──────── SUPPLIED MATERIAL
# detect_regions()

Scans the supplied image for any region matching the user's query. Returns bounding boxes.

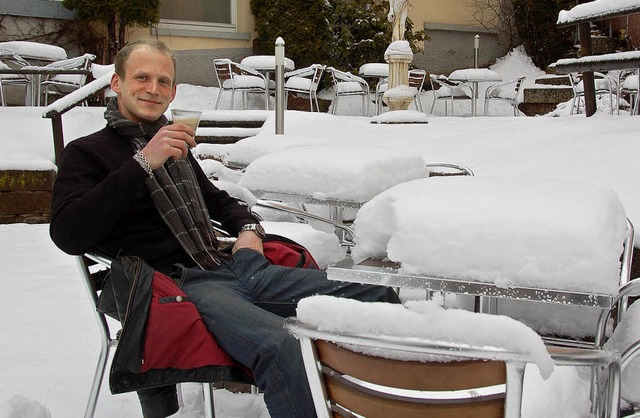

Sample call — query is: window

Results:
[160,0,232,26]
[155,0,247,38]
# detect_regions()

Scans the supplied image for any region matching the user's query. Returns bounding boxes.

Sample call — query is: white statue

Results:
[388,0,409,41]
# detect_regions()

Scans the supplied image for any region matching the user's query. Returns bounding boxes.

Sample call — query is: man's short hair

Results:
[114,40,177,82]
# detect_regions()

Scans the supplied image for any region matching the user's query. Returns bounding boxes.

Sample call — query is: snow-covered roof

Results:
[557,0,640,26]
────────────────
= TASK PROMPT =
Filter the listing down to the lines holding the word "Sample", and return those.

= EXPECTED ANSWER =
Sample call — query is: window
Sample call — query is: white statue
Sample call — query is: man's short hair
Sample call — query is: snow-covered roof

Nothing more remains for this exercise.